# Mantids and herbs



## Raya (May 25, 2009)

I've been on a bit of a gardening kick recently, and the thought occurred to me...why not use my terrarium as a herb garden?

My tank is fairly large, so there's enough room for both the mantids and the plants, as well as being warm and moist. The waste the mantid produces would be recycled by the plants, and as well as being an interesting habitat, it would provide me with a regular tasty supply (the herbs that is, not the mantis!).

I've browsed the forum and quite a few people have had success with growing plants. Has anyone tried it with herbs? Would some species be detrimental to the mantis? Would it be okay to keep crickets in there too, to help flush out their systems?


----------



## jameslongo (May 25, 2009)

Oh dear, remind me never to come over for dinner.  

Crickets will probably make a meal of your herbs if you keep them in there.


----------



## Rick (May 25, 2009)

Sounds good. I doubt crickets will mess with most herbs. SLugs like to eat my basil and cilantro though.


----------



## hibiscusmile (May 25, 2009)

hummmm!


----------



## Katnapper (May 25, 2009)

I think it's a neat idea... I say try it!!  And let us know how it goes.


----------



## PhilinYuma (May 25, 2009)

Sounds interesting. Do you ever make herb butter? A couple of crix should make it nice and crunchy!

---*---

**EXERCISE SET**
1. In the forum thread on mantids and herbs, which plants does Rick say slugs like to eat?
2. From the forum thread on mantids and herbs, output the part that opens with the words containing "## Katnapper (May" and closes with "nice and crunchy!".

**Items from a data source**
---*---

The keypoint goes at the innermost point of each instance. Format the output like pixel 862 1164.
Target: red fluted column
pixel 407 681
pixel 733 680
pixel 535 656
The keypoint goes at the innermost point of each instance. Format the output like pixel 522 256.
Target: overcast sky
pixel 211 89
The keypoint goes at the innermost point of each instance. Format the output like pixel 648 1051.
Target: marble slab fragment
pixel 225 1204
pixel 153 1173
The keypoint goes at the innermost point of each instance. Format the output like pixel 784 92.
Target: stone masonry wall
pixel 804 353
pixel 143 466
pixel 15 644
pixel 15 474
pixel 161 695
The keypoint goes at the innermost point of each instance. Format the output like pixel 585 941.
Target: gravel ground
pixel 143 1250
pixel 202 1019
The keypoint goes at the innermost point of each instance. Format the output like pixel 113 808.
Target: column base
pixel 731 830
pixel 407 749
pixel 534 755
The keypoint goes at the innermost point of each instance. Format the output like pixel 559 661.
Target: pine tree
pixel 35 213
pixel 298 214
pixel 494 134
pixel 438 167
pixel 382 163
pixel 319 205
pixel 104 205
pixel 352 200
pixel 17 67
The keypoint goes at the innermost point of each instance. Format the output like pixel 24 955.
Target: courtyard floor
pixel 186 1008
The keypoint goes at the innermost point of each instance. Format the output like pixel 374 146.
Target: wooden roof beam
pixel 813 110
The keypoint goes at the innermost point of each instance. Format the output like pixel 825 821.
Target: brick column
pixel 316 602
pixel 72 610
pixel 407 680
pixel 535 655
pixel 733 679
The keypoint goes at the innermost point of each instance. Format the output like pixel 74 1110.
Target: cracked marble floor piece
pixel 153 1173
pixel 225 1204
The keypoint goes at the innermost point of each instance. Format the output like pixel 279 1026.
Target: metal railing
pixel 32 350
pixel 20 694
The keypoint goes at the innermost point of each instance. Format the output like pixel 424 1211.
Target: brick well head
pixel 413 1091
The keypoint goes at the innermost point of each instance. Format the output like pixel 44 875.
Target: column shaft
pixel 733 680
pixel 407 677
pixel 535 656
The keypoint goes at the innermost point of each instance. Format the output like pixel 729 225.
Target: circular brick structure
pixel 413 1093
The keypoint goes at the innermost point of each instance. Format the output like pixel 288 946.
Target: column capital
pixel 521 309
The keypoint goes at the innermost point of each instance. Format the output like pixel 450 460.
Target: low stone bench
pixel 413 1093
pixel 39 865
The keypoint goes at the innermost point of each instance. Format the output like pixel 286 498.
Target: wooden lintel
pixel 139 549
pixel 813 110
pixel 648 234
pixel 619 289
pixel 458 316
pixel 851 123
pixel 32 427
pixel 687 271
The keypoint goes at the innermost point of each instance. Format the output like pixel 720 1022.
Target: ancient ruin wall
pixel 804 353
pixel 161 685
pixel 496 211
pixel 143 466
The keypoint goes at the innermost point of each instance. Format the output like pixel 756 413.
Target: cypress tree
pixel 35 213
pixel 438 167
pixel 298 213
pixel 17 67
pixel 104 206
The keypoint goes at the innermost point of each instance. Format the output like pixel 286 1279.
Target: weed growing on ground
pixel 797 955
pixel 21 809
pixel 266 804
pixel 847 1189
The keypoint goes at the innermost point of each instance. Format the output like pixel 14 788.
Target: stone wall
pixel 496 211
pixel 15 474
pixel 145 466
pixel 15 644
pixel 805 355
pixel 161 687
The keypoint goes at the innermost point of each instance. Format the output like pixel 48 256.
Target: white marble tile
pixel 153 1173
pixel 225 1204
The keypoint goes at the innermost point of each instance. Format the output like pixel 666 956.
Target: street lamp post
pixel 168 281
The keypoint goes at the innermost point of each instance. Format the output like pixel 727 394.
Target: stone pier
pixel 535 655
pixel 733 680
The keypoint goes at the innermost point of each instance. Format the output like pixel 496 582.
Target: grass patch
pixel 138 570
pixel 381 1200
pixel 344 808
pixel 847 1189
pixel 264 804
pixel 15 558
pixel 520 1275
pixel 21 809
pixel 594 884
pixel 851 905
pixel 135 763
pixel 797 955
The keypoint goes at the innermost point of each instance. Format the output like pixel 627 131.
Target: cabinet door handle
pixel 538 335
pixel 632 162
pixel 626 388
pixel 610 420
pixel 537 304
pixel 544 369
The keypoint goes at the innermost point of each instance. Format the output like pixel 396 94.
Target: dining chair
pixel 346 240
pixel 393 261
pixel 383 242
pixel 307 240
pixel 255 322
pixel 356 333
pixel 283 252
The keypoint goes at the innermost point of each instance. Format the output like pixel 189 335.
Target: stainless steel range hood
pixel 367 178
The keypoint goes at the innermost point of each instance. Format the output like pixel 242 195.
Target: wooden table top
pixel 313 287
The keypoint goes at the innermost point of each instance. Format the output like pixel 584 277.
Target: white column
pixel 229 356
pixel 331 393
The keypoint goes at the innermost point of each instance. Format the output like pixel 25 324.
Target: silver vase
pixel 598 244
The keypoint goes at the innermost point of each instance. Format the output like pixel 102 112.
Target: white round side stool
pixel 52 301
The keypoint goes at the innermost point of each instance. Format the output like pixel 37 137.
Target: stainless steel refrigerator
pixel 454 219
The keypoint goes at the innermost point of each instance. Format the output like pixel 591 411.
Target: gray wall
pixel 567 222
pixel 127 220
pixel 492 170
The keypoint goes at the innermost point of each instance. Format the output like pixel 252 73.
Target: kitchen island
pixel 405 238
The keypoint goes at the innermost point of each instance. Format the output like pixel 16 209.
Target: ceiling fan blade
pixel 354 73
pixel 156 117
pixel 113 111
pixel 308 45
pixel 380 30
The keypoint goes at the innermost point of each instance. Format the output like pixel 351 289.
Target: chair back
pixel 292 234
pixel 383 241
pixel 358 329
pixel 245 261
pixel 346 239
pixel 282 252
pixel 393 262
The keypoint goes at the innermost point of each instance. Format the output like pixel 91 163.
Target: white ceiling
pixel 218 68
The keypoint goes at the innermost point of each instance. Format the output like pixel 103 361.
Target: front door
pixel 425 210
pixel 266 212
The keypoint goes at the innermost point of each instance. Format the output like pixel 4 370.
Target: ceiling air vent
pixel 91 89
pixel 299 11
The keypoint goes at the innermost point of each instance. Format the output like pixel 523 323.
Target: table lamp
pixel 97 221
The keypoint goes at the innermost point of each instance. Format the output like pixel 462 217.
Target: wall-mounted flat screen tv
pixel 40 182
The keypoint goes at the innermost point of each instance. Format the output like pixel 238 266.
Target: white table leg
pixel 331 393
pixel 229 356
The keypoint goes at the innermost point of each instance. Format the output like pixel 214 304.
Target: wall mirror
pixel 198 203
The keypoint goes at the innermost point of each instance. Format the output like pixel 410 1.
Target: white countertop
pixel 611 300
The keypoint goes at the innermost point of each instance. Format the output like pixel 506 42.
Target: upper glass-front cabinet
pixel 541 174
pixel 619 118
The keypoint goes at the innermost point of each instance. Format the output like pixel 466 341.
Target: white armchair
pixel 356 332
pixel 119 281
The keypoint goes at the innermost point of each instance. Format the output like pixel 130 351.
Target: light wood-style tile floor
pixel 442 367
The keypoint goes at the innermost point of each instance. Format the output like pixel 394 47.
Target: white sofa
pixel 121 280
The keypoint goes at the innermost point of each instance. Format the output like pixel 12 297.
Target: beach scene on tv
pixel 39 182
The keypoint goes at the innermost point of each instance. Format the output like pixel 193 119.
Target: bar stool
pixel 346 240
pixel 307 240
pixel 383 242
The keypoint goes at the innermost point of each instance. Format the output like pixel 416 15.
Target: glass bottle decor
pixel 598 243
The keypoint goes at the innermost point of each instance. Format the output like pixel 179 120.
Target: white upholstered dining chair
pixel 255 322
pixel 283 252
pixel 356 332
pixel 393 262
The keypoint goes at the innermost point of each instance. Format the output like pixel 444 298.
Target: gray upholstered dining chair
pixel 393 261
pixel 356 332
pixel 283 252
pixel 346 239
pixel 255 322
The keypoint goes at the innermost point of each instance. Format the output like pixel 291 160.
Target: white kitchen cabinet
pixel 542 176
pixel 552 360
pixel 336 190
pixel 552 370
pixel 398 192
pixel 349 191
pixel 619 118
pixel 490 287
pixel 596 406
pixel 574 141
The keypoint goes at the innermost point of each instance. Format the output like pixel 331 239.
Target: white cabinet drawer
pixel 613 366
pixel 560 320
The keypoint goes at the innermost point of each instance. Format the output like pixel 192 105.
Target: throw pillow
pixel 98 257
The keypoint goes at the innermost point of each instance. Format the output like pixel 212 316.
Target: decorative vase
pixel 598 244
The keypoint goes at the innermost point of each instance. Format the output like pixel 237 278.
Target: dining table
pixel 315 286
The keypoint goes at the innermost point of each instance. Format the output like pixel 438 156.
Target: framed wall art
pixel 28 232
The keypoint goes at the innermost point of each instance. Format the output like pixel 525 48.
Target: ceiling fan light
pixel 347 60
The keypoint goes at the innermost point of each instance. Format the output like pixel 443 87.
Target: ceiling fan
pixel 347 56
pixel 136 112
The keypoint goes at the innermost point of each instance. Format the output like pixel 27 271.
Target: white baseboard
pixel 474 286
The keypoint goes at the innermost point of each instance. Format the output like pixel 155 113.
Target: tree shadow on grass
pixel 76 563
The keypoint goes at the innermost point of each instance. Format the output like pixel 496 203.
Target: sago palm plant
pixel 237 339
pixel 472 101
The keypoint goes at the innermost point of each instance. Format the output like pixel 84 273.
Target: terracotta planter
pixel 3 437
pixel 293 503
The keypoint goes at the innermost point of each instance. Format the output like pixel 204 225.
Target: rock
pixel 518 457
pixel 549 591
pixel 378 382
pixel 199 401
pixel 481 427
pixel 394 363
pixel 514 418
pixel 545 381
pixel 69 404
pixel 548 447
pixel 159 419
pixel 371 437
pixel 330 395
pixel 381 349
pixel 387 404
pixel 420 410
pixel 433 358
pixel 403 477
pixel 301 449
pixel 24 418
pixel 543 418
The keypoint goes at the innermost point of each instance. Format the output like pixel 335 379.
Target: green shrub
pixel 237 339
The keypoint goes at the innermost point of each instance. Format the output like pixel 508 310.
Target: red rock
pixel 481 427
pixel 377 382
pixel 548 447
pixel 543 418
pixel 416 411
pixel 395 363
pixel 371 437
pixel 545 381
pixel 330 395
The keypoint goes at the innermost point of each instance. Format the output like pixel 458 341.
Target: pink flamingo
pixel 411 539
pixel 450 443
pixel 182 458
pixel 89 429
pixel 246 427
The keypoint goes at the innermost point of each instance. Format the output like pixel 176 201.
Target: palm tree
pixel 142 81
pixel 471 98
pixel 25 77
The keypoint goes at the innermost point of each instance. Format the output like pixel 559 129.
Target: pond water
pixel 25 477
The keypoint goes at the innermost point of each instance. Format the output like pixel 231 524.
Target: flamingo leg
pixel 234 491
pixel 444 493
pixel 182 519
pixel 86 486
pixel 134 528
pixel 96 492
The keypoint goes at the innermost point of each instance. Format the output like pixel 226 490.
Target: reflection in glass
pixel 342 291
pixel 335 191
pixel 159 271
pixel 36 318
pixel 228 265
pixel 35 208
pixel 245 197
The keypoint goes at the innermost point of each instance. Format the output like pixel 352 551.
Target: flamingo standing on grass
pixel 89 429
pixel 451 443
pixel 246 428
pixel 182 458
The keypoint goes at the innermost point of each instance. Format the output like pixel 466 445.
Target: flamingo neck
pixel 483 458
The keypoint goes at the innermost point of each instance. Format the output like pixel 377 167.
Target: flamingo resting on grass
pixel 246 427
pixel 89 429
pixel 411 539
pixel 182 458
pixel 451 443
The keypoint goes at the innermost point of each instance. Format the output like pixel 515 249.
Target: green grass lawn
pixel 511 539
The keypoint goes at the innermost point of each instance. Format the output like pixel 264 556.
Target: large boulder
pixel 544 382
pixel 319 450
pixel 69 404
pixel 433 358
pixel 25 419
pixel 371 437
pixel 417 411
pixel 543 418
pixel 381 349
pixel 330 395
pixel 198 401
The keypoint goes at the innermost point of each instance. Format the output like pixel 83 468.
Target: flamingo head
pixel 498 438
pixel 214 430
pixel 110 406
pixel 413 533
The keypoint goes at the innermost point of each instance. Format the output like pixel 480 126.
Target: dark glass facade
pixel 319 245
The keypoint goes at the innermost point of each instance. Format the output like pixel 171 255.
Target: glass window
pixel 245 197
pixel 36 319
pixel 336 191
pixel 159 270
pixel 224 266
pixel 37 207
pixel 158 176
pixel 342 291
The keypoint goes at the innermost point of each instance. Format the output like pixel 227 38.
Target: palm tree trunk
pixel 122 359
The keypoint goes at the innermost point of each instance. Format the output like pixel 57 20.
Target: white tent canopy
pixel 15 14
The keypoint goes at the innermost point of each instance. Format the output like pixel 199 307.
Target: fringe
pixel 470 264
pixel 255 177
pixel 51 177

---*---

**RESPONSES BY TASK**
1. Basil and cilantro.

2.
## Katnapper (May 25, 2009)

I think it's a neat idea... I say try it!!  And let us know how it goes.


----------



## PhilinYuma (May 25, 2009)

Sounds interesting. Do you ever make herb butter? A couple of crix should make it nice and crunchy!